▶ [Exercise]
Gather every line of the items below that contains the string "lamp", copying each line in full. Case counts.

## START Exercise materials

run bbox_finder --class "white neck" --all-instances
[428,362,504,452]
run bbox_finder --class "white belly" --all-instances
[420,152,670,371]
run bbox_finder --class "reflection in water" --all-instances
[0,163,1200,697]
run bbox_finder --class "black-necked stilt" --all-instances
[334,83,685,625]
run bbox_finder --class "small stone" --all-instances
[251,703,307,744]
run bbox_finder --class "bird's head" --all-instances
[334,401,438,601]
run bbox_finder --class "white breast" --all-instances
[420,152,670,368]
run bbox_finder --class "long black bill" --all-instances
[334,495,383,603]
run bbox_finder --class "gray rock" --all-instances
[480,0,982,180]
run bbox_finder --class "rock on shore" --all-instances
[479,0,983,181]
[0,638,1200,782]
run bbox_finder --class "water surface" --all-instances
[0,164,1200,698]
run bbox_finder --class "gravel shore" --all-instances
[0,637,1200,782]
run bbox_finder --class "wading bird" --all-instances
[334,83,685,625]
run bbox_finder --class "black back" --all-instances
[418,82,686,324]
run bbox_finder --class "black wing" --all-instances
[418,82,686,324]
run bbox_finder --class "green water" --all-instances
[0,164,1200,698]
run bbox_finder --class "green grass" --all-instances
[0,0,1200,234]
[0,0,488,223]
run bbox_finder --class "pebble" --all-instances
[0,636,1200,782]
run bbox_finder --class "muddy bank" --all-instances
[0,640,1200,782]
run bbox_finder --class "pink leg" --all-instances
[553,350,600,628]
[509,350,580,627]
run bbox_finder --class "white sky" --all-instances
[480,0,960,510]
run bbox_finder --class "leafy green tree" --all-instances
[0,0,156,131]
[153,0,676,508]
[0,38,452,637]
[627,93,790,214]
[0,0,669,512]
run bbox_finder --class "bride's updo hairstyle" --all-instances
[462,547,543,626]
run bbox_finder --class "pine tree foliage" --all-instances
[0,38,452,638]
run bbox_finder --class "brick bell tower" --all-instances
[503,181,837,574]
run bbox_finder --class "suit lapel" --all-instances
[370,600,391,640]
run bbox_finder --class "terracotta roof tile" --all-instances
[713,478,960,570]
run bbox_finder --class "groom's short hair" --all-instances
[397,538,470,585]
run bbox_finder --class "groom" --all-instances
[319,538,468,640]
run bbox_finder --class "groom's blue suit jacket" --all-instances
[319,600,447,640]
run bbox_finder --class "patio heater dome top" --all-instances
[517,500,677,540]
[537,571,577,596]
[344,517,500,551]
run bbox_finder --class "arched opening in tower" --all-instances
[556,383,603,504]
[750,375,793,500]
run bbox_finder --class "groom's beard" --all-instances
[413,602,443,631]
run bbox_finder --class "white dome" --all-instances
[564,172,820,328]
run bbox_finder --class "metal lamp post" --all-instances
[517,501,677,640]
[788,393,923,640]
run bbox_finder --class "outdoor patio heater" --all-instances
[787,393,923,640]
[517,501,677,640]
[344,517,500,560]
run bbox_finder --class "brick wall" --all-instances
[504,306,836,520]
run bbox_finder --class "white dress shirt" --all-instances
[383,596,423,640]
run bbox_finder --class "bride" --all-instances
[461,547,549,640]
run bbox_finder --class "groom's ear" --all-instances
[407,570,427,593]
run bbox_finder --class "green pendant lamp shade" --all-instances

## END Exercise materials

▶ [Correct output]
run bbox_finder --class "metal lamp post" --all-instances
run bbox_finder --class "green pendant lamp shade" --all-instances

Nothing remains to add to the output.